▸ **What this exercise asks**
1 – According to the passage about August ocean swimming, what kind of jellyfish surround the swimmers?
2 – From the passage about August ocean swimming, copy word for word the stretch starting with "We were lucky" and going on through "warm summer waters.".

▸ **Source text**
◆ ◆ ◆ ◆

We were lucky enough to spend the last week or so before school starts up floating in the ocean and practicing our best “go with the flow” moves in the high tides of the Aquarius Full Moon and the hurricanes blowing past our waters. August is my favorite feeling water month. The water feels softer and warmer than it does during the other summer months. The excitement of summer finally getting here after the long winter and spring(ish) months has quieted down and we can truly let our bodies relax into the energy of warm summer waters.
This August we spent our time offering our hearts to the water and the letting go process that I often don’t let myself feel. Sinking into the waves that lap over our floating bodies, it takes some trust this year to stay afloat. We are surrounded by moon jellyfish, a benign slippery crystal clear creature that squishes by. I can look through their bodies and I contemplate the concept of transparency. What can we truly look through in our lives without the veils of belief systems, judgements and projections dressing up the illusion of transparent truth. We experience the feeding frenzy of striped bass chasing the minnows, chubs, and alewives into shore. I try not to startle and move too fast as the fish jump around us, breaking the silent stillness of dusk with their fins slapping the water. One hundred, maybe two hundred, birds descend upon the waters, piercing the silence with their cries of delight. They feed happily. Aggressively. Freely. It is true joy being out here in the water, just observing. Every day I offer my denser energies through the black belt of my sacral energy center to the water that has been my companion for almost my whole life. I stand solid footed in the warm water, calling out to the nature beings softly, but surely. Building relationship with the energies of nature has become a natural part of my life. I engage in the sacred reciprocity of breath, offering an exchange of my light, my CO2, to the plants around me as they freely offer me their sweet oxygen. My lungs fill, and I hold it for a second, savoring the moment as I imagine my cells lighting up like stars in the night sky as they oxygenate. In my mind I see my own blood deepening it’s rich red tones as it fills with oxygen.
I exhale and let my breath fog an imaginary window in front of me. Ujjayi. I release into the breath and let go. By the time we are finished swimming for the night, our bodies heavy with waterlog, our fingers and toes wrinkling up with the wetness and the cold, I feel sedated and calm. I silently ask the Universe to allow me to feel this serene when I am not in the water. I long to carry the feelings of satiety and peace, wonder and awe with me wherever I go. But I know that in the storm of today’s world, with the excitement and worries of starting another year of counselling in the schools that I may not be perfect at this. And so I practice. This night and every night, I will continue to practice just going with the flow.

◆ ◆ ◆ ◆

▸ **Data extract**
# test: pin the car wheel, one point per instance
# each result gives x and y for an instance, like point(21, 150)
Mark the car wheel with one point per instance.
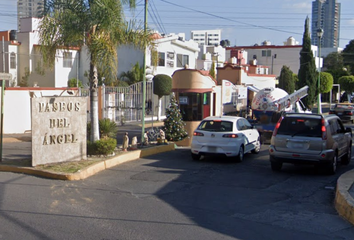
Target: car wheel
point(347, 157)
point(195, 157)
point(241, 154)
point(332, 167)
point(276, 166)
point(257, 149)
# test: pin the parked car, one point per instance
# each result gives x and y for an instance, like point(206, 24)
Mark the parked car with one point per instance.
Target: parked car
point(310, 139)
point(347, 97)
point(345, 111)
point(226, 135)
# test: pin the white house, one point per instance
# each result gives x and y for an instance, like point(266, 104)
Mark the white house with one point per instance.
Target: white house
point(30, 60)
point(209, 54)
point(206, 37)
point(9, 58)
point(173, 53)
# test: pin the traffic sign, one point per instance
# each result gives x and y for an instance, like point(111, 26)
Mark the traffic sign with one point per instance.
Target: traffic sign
point(5, 76)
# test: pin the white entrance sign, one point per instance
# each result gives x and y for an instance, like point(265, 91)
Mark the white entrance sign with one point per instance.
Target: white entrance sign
point(58, 129)
point(5, 76)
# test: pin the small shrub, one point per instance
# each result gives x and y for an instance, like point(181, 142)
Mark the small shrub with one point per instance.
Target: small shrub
point(73, 82)
point(107, 128)
point(104, 146)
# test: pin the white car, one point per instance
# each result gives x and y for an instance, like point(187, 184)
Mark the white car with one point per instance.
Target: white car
point(226, 135)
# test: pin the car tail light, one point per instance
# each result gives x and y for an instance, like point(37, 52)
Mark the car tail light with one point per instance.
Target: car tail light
point(230, 135)
point(323, 130)
point(198, 134)
point(277, 126)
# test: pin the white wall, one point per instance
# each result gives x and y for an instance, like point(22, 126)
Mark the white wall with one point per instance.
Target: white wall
point(17, 107)
point(128, 55)
point(259, 82)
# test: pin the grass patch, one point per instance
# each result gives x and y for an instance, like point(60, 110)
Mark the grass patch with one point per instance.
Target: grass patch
point(67, 167)
point(18, 163)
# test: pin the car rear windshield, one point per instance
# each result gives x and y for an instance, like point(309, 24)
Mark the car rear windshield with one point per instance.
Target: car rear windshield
point(216, 126)
point(309, 127)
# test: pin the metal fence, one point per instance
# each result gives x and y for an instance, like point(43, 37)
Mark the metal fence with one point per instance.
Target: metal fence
point(124, 104)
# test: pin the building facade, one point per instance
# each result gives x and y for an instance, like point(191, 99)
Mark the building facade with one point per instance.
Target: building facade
point(275, 56)
point(206, 37)
point(29, 8)
point(326, 15)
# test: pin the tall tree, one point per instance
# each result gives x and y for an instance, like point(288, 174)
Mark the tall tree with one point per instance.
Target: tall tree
point(286, 80)
point(97, 25)
point(326, 82)
point(134, 75)
point(348, 56)
point(347, 83)
point(333, 64)
point(174, 125)
point(307, 73)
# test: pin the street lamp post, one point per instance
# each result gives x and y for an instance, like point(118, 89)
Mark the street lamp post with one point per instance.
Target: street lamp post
point(319, 35)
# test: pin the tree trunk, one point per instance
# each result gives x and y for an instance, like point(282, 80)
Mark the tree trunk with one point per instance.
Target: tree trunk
point(158, 109)
point(95, 135)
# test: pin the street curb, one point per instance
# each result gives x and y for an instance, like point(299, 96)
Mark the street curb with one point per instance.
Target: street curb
point(94, 168)
point(344, 202)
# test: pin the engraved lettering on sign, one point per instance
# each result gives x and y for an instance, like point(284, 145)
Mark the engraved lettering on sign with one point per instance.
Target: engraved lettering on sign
point(59, 139)
point(59, 106)
point(59, 123)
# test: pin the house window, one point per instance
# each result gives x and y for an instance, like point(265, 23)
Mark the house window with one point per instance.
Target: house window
point(12, 60)
point(67, 63)
point(161, 59)
point(266, 53)
point(182, 60)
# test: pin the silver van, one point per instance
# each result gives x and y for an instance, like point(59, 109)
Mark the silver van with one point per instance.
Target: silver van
point(302, 138)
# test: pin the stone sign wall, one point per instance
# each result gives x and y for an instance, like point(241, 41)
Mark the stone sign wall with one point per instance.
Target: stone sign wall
point(58, 129)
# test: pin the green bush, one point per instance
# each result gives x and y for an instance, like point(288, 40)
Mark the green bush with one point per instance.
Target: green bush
point(72, 83)
point(104, 146)
point(107, 128)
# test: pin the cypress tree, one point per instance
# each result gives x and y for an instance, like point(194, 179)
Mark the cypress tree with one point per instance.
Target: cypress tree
point(307, 72)
point(286, 80)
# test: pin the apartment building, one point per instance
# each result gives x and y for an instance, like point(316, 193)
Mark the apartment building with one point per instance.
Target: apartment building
point(29, 8)
point(326, 15)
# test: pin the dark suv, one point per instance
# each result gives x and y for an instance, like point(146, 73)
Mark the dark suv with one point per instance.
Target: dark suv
point(316, 139)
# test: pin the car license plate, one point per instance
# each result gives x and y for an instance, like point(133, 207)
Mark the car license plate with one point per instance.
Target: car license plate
point(298, 145)
point(212, 149)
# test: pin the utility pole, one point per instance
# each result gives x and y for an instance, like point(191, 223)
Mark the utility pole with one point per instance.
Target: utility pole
point(144, 76)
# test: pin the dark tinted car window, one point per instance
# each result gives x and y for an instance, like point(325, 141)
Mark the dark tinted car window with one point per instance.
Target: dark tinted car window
point(309, 127)
point(216, 126)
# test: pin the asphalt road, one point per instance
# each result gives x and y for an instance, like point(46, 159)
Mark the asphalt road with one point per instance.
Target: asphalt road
point(169, 196)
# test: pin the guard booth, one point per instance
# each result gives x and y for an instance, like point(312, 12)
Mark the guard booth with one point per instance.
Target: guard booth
point(195, 93)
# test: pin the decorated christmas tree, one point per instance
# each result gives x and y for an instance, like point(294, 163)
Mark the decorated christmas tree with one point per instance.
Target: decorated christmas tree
point(174, 125)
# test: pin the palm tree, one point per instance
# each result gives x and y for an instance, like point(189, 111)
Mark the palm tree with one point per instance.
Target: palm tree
point(98, 25)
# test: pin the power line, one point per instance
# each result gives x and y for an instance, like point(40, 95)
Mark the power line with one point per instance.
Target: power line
point(158, 15)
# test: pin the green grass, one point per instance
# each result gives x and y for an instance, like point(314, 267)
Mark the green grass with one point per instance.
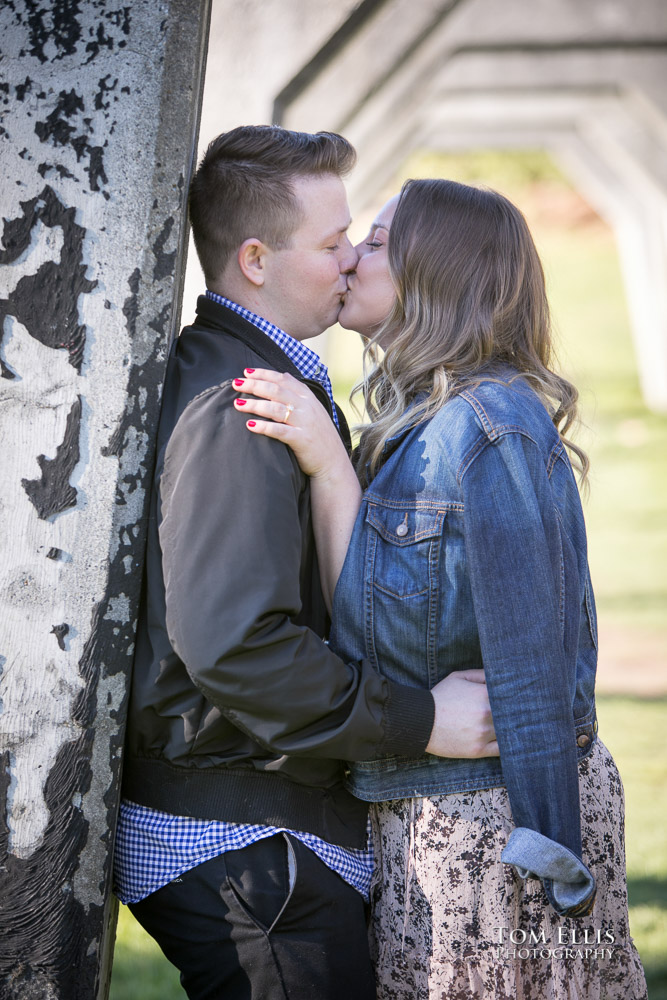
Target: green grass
point(140, 970)
point(626, 514)
point(634, 730)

◆ ◆ ◆ ◆

▸ **Set of answers**
1 – Moon jellyfish.

2 –
We were lucky enough to spend the last week or so before school starts up floating in the ocean and practicing our best “go with the flow” moves in the high tides of the Aquarius Full Moon and the hurricanes blowing past our waters. August is my favorite feeling water month. The water feels softer and warmer than it does during the other summer months. The excitement of summer finally getting here after the long winter and spring(ish) months has quieted down and we can truly let our bodies relax into the energy of warm summer waters.